Ces activités au service des chrétiens d’Alep, avaient été annoncés il y a quelques mois, à l’issue de la libération de la ville d’Alep. La ville a pu en effet retrouver depuis, un peu de calme et un minimum de sécurité. Veuillez donc trouver ci-dessous un rapport succinct à ce sujet que je présente avec reconnaissance à tous ceux qui s’intéressent à nous.

 

Bien chers amis,

De retour à Alep à la fin du Synode et après avoir terminé ma mission d’Administrateur de notre Église Melkite sur la demande du Saint Père, suite à son acceptation de la démission du Patriarche Grégoire, je reviens à vous pour vous donner quelques nouvelles du diocèse au bout d’une absence qui m’avait éloigné de mes bien-aimés fidèles deux mois durant.

Je dois reconnaître tout d’abord, que l’accueil chaleureux de mes collaborateurs, qui s’impatientaient de me retrouver, m’a donné plein de réconfort, autant que mon retour souhaité par un grand nombre de chrétiens de la ville, qui avaient, semble-t-il, beaucoup prié pour que je puisse rester avec eux ! Si cela m’a touché profondément, il serait inutile de parler de l’attachement grandissant qu’il a pu animer en moi a leur égard. Je trouve qu’il y a là de quoi augmenter encore plus ma volonté de m’adonner entièrement  et avec enthousiasme à leur service.

Grâce à Dieu, mon Vicaire Général avait bien fait son travail, aidé par notre clergé dévoué à la tâche, ne laissant rien manquer à nos chers fidèles. Les directeurs de nos institutions diocésaines autant que les responsables de nos différents projets en cours ont été à la hauteur de leurs charges. Voyant tout ce que j’ai pu trouver autour de moi à mon retour et constatant que les projets initiés se développaient d’une façon remarquable, je me suis mis à remercier le Seigneur. Ce fut pour moi l’occasion de penser à la parabole du grain de sénevé, qui une fois mis dans la terre prenait tranquillement sa mesure et grandissait pour devenir, à l’insu de celui qui l’avait planté, un arbre où plein d’oiseaux pouvaient prendre refuge!

> _ENTRÉES DE DONNÉES_:
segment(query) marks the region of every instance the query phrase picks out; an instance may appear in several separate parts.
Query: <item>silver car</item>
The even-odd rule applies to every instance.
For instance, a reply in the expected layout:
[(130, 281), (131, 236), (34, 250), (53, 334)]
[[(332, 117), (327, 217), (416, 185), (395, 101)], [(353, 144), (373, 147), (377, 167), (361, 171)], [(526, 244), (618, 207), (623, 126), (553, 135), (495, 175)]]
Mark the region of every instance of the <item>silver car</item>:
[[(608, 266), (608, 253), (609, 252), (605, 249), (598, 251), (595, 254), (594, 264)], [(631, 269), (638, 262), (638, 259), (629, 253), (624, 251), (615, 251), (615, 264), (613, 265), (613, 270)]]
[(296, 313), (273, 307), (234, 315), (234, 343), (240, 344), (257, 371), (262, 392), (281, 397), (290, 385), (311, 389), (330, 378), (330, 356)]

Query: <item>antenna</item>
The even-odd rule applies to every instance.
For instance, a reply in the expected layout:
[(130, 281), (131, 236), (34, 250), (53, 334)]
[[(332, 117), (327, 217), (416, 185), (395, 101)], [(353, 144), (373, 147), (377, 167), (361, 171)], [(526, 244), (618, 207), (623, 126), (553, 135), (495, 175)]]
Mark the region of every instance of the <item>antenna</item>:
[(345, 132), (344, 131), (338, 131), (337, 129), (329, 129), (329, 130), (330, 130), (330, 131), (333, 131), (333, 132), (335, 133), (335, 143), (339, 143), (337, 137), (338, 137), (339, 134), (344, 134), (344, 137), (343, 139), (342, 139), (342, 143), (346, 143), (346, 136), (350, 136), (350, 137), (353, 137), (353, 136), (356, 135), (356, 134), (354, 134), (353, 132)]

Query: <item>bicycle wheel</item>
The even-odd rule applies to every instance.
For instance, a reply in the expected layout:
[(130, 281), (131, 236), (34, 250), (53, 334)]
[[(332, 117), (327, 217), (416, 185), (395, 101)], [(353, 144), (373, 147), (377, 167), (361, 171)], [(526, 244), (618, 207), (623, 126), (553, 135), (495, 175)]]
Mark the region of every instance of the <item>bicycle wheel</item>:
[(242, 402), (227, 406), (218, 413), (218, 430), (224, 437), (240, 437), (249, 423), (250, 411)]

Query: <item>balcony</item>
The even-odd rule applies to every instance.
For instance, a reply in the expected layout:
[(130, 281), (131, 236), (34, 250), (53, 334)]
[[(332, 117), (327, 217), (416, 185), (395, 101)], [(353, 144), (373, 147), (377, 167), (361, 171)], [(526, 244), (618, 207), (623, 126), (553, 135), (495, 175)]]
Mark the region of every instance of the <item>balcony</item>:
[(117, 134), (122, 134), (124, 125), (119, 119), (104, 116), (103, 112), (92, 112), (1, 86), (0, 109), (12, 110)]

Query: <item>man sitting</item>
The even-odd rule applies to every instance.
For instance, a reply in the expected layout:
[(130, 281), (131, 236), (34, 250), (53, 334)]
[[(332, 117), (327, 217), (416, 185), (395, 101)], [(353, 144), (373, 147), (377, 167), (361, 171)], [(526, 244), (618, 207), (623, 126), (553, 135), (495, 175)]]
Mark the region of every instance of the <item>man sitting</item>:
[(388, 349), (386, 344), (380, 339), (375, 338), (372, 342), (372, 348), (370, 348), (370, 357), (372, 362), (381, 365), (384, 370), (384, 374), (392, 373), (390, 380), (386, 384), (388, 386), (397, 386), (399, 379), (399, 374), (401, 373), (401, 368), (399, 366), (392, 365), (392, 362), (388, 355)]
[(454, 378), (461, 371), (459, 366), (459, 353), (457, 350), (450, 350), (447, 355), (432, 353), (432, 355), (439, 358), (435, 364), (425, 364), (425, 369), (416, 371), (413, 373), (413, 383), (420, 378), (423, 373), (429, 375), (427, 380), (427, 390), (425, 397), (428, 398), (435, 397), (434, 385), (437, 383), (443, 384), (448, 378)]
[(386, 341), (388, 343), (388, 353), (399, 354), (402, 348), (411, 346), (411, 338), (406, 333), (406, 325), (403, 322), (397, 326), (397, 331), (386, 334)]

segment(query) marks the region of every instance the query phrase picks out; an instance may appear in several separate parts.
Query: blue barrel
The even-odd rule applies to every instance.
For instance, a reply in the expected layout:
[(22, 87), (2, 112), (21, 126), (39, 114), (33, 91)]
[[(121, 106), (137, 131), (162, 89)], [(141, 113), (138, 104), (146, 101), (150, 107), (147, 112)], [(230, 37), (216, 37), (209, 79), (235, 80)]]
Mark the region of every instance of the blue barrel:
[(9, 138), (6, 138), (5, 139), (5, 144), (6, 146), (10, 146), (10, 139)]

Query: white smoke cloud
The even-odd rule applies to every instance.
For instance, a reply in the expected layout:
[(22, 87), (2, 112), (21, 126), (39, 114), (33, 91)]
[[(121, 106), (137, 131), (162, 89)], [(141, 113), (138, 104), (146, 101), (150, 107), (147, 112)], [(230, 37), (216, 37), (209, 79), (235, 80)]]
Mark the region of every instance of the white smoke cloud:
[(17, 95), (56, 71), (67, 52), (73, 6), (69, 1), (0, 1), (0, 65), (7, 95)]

> _ACTIONS DEMANDÉES_:
a: Indiquez si chacune des affirmations suivantes est conforme à la lettre sur le diocèse d'Alep, en répondant par oui ou par non et en citant les mots du texte qui le montrent : (i) l'auteur a été éloigné de ses fidèles pendant deux mois ; (ii) le Patriarche Grégoire a refusé de démissionner ; (iii) le Vicaire Général a été aidé par le clergé.
b: Prolongez la lettre sur le diocèse d'Alep à partir de sa dernière phrase.

> _LISTE DES RÉPONSES_:
a:
(i) Oui : « deux mois durant ».
(ii) Non : « suite à son acceptation de la démission du Patriarche Grégoire ».
(iii) Oui : « aidé par notre clergé dévoué à la tâche ».

b:
De fait, j’ai eu la joie de voir notre Centre de Formation Professionnelle prendre sa mesure et avoir assez d’animation pour ressembler à une ruche d’abeilles en activité continuelle. Le nombre d’élèves en formation dans les différentes branches de cet institut n’a fait qu’augmenter, ce qui nous donne l’espoir de voir nos jeunes trouver facilement des emplois satisfaisants dans les mois qui viennent, pour ne pas dire les semaines et même les jours!

Notre Centre Médical a pris beaucoup d’ampleur, il offre actuellement à des centaines de patients des auscultations médicales gratuites dans douze spécialisations, y compris l’art dentaire qui a permis des soins à un coût dérisoire à des dizaines de patients chaque semaine. Cette petite Polyclinique commence à avoir beaucoup de succès pour la qualité de ses services, de sa propreté et de son accueil, aussi bien auprès des médecins de la ville qu’auprès des patients eux-même!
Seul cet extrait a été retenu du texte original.